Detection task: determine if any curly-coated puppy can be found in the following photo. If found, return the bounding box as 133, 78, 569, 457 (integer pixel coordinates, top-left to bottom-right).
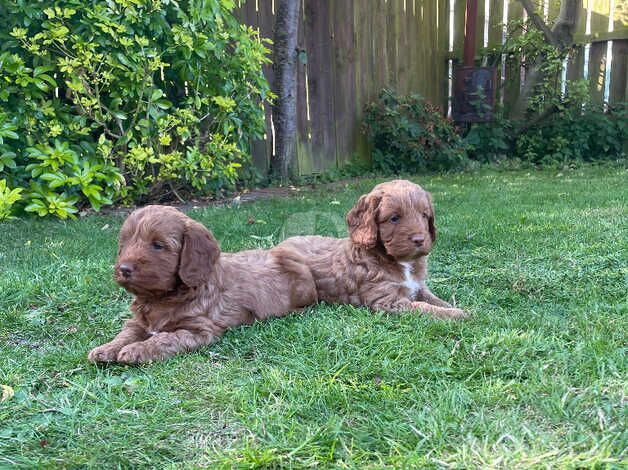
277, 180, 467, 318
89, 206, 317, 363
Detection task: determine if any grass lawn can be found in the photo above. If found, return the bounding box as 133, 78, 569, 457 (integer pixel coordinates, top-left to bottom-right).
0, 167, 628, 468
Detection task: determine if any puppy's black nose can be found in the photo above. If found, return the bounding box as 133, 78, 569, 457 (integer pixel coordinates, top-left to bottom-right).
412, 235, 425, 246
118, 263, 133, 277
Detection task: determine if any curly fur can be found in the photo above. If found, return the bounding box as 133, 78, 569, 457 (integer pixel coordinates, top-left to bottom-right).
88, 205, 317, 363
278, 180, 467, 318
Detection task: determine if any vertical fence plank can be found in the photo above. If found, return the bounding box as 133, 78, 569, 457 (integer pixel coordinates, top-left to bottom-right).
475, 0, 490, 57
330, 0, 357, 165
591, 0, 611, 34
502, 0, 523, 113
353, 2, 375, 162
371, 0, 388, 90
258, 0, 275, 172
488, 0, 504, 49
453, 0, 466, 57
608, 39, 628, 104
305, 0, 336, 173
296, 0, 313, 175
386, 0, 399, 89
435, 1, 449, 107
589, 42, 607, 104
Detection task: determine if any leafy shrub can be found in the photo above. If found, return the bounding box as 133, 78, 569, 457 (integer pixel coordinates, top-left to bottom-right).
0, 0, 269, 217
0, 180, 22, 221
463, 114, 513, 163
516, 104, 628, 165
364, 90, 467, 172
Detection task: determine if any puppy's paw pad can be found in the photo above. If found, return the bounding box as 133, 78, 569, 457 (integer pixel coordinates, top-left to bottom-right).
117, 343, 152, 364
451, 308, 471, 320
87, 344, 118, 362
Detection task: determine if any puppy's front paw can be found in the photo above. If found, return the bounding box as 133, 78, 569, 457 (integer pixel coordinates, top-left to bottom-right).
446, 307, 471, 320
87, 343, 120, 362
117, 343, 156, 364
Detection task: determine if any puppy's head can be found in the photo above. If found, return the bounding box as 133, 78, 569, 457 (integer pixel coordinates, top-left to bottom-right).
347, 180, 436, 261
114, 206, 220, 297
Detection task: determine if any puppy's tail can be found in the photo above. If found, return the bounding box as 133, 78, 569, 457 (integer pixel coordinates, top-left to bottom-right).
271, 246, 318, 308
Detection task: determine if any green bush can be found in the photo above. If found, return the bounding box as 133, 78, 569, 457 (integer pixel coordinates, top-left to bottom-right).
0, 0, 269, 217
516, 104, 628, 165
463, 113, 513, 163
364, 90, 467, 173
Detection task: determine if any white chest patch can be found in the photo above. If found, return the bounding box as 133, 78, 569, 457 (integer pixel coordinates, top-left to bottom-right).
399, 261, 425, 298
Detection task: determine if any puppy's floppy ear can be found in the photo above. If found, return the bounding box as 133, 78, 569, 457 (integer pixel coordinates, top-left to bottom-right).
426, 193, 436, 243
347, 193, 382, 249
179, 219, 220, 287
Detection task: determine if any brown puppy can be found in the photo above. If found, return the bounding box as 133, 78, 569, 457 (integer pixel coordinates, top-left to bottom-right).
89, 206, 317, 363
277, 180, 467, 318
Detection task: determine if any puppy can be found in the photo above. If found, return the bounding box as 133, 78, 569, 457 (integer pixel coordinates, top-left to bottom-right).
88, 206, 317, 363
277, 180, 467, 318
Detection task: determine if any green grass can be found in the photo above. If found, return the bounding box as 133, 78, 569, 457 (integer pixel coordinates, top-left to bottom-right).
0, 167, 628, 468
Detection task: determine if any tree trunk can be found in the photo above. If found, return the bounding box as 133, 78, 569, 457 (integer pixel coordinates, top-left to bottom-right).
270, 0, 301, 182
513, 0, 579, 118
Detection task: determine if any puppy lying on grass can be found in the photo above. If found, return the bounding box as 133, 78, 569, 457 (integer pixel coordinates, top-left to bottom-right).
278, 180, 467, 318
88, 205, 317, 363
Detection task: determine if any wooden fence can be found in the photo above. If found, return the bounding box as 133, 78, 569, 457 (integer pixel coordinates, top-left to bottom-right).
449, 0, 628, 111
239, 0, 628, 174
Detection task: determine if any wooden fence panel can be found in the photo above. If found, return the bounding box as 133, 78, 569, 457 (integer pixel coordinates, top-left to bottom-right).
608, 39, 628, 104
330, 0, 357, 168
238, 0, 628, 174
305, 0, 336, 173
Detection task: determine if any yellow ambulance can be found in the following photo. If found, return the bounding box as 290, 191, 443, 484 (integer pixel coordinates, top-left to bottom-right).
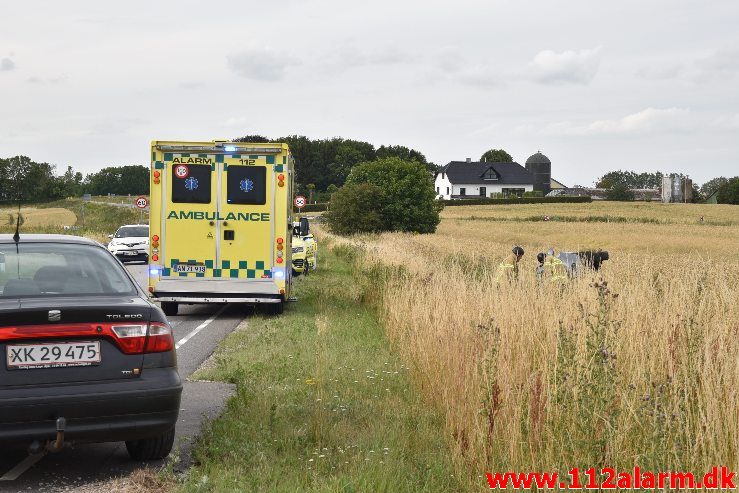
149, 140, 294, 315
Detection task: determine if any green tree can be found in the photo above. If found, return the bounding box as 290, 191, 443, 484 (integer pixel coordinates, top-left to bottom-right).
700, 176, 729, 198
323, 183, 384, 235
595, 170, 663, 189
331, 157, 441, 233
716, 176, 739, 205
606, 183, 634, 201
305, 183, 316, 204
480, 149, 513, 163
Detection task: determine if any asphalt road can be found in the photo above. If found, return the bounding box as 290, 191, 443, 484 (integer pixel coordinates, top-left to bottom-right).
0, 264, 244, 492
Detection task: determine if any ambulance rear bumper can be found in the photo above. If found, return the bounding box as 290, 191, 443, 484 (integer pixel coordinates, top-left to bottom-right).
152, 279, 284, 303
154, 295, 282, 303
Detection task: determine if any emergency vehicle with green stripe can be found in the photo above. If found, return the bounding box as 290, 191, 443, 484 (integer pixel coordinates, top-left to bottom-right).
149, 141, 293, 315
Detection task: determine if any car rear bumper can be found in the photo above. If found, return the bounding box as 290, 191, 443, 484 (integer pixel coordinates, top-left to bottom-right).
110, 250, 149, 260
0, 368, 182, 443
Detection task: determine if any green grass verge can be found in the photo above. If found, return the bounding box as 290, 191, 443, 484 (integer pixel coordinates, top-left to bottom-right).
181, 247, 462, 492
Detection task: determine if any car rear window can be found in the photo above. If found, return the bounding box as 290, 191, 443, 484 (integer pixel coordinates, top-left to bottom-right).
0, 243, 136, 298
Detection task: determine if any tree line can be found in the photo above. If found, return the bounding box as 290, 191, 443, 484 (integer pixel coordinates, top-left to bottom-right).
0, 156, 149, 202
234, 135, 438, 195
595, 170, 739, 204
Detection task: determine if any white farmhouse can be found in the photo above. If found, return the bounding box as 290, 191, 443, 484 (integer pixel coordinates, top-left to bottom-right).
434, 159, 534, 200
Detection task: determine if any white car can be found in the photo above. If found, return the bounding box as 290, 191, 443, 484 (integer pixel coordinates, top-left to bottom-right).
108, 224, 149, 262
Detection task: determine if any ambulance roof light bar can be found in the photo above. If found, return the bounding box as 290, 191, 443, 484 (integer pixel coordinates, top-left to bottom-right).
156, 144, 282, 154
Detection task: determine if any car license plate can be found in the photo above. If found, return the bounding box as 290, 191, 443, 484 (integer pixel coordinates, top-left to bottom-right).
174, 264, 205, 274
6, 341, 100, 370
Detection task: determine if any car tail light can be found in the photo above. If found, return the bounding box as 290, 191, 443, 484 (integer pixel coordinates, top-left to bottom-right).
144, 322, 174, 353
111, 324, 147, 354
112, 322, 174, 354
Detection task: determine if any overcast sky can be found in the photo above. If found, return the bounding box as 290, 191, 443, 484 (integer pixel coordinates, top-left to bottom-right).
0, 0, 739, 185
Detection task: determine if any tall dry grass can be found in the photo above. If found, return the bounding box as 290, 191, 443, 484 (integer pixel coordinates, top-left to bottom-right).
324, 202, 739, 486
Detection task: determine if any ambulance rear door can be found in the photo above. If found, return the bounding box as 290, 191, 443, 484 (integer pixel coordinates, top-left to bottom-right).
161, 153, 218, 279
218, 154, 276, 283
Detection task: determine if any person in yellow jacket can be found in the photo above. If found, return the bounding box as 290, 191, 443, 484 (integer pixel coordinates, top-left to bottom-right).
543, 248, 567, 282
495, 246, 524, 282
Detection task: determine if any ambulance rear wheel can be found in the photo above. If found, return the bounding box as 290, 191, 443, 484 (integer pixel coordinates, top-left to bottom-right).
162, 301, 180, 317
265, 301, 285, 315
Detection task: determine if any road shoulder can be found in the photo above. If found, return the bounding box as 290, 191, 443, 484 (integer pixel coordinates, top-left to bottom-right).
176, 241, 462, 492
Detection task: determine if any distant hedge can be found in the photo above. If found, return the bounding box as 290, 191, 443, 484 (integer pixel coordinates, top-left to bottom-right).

● ● ● ● ● ● ●

## TASK OBJECTIVE
Output only the lines running from the line with "Detection task: determine if any person" through the final line of the data, inclusive.

## RIGHT ANSWER
Detection task: determine if any person in yellow jacket can be found in the photo above. If found, return the bounding box as 290, 191, 443, 484 (integer pixel coordinates, top-left to bottom-right).
543, 248, 567, 282
495, 246, 524, 282
Detection task: determine if any ambulance rear wheel can be found in the photo above. If found, return the bounding box as 290, 191, 443, 484 (integer pixel coordinates, top-left to bottom-right).
162, 301, 180, 317
265, 301, 285, 315
Detection task: determine if any road shoulder can be found in the photo above. If found, return the bounding box as 290, 191, 443, 484 (integer pixel coordinates, top-left to bottom-right).
176, 241, 462, 492
Detection task: determine if any distant hedge can be found in the photo above. If found, return the bounding box as 290, 191, 443, 484 (integer pixel coordinates, top-left to bottom-right).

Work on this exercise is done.